Given information:
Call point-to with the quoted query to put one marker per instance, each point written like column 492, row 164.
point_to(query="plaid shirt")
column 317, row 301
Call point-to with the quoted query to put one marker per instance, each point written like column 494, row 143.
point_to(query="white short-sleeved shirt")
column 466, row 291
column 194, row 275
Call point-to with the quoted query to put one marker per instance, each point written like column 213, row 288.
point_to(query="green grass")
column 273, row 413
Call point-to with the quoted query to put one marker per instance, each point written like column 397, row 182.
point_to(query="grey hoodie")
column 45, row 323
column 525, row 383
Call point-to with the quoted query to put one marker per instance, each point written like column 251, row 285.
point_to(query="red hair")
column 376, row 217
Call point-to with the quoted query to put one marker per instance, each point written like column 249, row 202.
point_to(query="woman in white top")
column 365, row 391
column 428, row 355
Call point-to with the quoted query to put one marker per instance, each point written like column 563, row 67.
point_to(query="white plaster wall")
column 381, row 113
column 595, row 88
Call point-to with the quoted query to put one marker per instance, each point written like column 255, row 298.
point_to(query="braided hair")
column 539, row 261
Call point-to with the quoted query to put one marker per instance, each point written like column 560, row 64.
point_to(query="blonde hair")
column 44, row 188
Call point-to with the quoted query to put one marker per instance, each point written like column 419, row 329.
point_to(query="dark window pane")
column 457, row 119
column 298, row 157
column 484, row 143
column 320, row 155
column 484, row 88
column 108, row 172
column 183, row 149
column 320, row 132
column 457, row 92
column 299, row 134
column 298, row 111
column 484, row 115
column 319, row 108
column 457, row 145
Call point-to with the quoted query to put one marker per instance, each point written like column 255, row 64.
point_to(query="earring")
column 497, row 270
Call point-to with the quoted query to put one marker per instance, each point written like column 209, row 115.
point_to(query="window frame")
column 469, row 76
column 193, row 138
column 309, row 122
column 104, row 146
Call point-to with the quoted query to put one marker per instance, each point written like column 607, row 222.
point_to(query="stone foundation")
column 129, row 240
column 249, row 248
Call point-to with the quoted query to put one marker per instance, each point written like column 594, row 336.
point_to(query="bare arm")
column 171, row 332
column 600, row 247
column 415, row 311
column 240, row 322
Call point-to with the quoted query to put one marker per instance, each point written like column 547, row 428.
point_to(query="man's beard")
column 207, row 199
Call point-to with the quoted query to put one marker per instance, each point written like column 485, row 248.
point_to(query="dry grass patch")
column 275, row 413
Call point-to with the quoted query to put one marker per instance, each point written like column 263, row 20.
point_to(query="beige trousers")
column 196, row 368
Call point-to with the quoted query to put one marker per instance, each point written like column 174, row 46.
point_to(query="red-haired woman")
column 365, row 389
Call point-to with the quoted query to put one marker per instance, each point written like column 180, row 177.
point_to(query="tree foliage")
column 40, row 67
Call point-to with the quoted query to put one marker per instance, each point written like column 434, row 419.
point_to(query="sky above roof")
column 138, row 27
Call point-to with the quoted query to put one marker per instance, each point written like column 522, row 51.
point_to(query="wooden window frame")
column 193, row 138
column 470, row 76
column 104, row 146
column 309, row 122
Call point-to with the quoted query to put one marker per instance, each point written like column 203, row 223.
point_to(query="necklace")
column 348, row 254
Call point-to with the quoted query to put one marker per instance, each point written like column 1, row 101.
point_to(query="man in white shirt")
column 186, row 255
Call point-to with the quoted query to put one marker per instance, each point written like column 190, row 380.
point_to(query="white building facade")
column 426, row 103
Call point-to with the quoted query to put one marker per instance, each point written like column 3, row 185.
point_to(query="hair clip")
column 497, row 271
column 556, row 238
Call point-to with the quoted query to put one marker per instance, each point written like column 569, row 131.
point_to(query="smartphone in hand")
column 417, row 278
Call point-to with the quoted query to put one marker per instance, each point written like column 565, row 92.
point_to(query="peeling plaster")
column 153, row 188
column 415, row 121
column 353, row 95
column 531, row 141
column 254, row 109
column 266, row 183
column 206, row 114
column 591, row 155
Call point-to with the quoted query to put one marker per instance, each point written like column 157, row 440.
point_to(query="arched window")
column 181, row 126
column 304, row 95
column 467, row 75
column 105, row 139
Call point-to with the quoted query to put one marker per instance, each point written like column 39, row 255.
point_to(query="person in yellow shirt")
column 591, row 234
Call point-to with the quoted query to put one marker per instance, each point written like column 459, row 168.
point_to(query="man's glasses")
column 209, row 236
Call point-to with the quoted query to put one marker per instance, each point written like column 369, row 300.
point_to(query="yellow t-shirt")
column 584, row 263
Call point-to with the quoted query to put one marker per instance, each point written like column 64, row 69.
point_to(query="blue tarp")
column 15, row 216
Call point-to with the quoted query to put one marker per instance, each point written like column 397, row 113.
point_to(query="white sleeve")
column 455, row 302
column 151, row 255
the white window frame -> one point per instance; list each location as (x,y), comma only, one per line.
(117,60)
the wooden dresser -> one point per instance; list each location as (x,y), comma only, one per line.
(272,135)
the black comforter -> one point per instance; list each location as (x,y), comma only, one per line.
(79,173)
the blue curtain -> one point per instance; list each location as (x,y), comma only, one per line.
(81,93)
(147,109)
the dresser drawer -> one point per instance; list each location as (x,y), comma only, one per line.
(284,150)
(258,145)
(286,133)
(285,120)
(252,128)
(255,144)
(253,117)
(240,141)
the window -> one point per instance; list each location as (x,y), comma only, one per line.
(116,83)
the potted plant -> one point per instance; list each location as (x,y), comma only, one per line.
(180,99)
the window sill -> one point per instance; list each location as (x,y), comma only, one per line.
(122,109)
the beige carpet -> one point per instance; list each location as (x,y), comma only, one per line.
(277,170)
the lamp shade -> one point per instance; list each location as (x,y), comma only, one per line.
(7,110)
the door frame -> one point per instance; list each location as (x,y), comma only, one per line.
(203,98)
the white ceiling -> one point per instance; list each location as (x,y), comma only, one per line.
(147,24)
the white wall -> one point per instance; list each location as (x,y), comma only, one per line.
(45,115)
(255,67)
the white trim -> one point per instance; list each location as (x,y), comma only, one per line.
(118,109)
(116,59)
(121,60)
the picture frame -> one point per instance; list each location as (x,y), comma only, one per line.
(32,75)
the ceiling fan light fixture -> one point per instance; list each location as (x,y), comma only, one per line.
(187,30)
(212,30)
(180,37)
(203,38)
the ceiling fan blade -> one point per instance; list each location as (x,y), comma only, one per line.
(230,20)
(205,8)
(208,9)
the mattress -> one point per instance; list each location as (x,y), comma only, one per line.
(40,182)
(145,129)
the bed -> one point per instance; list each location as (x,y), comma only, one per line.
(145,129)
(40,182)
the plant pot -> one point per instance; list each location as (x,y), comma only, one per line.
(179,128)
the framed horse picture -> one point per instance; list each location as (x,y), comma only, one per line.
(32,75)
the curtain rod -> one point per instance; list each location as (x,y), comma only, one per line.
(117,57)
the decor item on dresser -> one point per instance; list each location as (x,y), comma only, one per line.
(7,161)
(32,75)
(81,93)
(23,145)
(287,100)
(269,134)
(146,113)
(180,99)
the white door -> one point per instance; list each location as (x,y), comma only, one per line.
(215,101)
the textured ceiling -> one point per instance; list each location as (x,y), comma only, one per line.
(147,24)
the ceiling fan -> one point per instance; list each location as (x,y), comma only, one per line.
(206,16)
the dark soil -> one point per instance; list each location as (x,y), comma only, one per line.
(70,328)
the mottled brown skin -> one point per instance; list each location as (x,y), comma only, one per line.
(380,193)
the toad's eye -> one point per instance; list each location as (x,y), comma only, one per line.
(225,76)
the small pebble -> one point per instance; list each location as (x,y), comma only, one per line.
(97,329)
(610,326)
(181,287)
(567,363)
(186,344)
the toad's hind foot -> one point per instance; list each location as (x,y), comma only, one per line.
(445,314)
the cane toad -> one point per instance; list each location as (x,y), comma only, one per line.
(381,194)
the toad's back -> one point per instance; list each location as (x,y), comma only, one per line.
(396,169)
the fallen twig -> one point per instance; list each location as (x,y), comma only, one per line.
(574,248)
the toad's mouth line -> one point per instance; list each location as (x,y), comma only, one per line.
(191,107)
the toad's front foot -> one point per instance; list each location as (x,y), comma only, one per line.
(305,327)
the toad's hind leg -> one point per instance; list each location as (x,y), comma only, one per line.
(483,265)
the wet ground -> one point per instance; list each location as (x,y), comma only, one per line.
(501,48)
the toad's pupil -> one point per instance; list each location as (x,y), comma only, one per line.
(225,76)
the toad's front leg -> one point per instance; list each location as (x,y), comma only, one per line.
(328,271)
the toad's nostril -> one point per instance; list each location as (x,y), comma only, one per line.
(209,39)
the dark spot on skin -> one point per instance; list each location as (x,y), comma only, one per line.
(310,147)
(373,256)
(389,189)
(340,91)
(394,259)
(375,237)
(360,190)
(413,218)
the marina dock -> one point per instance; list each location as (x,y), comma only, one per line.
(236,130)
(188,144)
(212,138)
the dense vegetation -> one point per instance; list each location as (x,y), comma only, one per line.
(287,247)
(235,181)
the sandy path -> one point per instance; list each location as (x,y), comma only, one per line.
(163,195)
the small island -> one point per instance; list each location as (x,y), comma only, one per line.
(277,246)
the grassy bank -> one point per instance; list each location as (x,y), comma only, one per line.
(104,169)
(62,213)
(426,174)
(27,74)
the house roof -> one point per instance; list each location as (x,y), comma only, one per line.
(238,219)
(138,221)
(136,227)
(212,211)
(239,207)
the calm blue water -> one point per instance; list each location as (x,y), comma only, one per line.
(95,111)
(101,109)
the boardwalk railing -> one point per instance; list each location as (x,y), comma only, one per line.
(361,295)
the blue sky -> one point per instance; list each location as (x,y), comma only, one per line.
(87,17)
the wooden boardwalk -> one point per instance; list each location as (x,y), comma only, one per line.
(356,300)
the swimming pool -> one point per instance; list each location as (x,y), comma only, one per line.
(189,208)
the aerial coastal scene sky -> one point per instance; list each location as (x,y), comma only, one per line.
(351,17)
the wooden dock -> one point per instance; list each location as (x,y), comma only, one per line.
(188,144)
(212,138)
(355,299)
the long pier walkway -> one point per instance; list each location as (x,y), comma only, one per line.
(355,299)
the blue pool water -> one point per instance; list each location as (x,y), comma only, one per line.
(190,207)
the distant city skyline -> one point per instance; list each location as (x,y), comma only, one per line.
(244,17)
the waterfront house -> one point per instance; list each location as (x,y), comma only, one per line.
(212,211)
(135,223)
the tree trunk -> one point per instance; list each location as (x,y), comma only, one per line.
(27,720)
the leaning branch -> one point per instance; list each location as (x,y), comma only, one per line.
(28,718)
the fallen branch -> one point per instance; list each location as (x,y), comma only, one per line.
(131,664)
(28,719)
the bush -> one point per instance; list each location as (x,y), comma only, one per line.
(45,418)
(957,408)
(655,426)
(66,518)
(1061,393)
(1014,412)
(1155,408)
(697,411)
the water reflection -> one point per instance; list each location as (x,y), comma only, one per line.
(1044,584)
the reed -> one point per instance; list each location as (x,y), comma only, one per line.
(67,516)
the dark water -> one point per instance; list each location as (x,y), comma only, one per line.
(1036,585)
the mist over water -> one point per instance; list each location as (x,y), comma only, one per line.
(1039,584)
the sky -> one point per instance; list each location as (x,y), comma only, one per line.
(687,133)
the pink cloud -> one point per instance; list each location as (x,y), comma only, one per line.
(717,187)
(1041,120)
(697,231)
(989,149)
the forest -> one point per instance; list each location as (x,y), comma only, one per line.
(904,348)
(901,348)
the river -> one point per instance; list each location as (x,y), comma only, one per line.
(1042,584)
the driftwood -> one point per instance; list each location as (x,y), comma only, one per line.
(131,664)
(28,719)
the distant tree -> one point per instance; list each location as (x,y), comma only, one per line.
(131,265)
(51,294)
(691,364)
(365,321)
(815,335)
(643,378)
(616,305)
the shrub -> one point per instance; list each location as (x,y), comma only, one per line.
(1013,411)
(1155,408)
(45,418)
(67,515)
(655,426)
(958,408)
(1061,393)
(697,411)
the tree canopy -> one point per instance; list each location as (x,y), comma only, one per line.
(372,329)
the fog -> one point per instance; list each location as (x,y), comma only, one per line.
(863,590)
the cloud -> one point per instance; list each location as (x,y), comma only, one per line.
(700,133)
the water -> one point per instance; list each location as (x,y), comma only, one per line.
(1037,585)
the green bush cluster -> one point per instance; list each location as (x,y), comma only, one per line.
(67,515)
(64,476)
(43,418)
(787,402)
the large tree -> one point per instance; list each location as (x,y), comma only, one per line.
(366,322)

Goal of the exercise: Transcribe only the lines from the beginning of the entries to the line with "494, row 143.", inclusive, exactly as written.

Answer section:
Call point-to with the quoted query to put one marker per instance, each point written like column 492, row 164.
point_to(query="plaid shirt")
column 317, row 301
Call point-to with the quoted query to put one marker per instance, each point written like column 494, row 143.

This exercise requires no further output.